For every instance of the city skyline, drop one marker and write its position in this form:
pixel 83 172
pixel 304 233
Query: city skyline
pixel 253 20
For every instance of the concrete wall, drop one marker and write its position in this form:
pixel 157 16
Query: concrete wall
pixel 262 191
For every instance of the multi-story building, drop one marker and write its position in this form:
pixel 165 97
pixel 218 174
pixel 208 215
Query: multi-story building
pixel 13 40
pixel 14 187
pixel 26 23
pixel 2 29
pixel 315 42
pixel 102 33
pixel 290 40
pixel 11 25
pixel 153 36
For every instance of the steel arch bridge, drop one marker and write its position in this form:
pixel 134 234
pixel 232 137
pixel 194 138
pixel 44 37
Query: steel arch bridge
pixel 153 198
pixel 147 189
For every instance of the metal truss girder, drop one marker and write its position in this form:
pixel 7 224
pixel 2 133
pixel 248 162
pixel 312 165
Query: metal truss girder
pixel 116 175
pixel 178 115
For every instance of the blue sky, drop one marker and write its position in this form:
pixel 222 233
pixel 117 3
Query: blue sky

···

▶ Exercise directions:
Rewrite all of the items above, replacing "drop one marker" with "place a single point" everywhere it appears and leaving everything else unchanged.

▶ Result:
For every instance of the city skyline, place a single point and write its position in this form:
pixel 83 172
pixel 304 233
Query: city skyline
pixel 253 20
For every instance of the concrete wall, place a single point and write its position in this form:
pixel 157 16
Query: concrete wall
pixel 262 191
For every instance of the multi-story building, place a single point and write its position in this form:
pixel 165 97
pixel 218 174
pixel 208 215
Query: multi-story building
pixel 13 40
pixel 14 187
pixel 26 23
pixel 2 29
pixel 315 42
pixel 102 33
pixel 290 40
pixel 11 25
pixel 153 36
For every instance of the steel arch bridge, place a single point and write its position in this form:
pixel 134 234
pixel 232 137
pixel 194 138
pixel 44 37
Query: steel arch bridge
pixel 153 198
pixel 147 189
For every instance of the metal truss girder, place a single point and write its position in this form:
pixel 7 224
pixel 2 133
pixel 248 162
pixel 312 165
Query: metal truss girder
pixel 116 175
pixel 178 115
For every instance of the blue sky, place a single point and write its position in this form:
pixel 222 233
pixel 117 3
Query: blue sky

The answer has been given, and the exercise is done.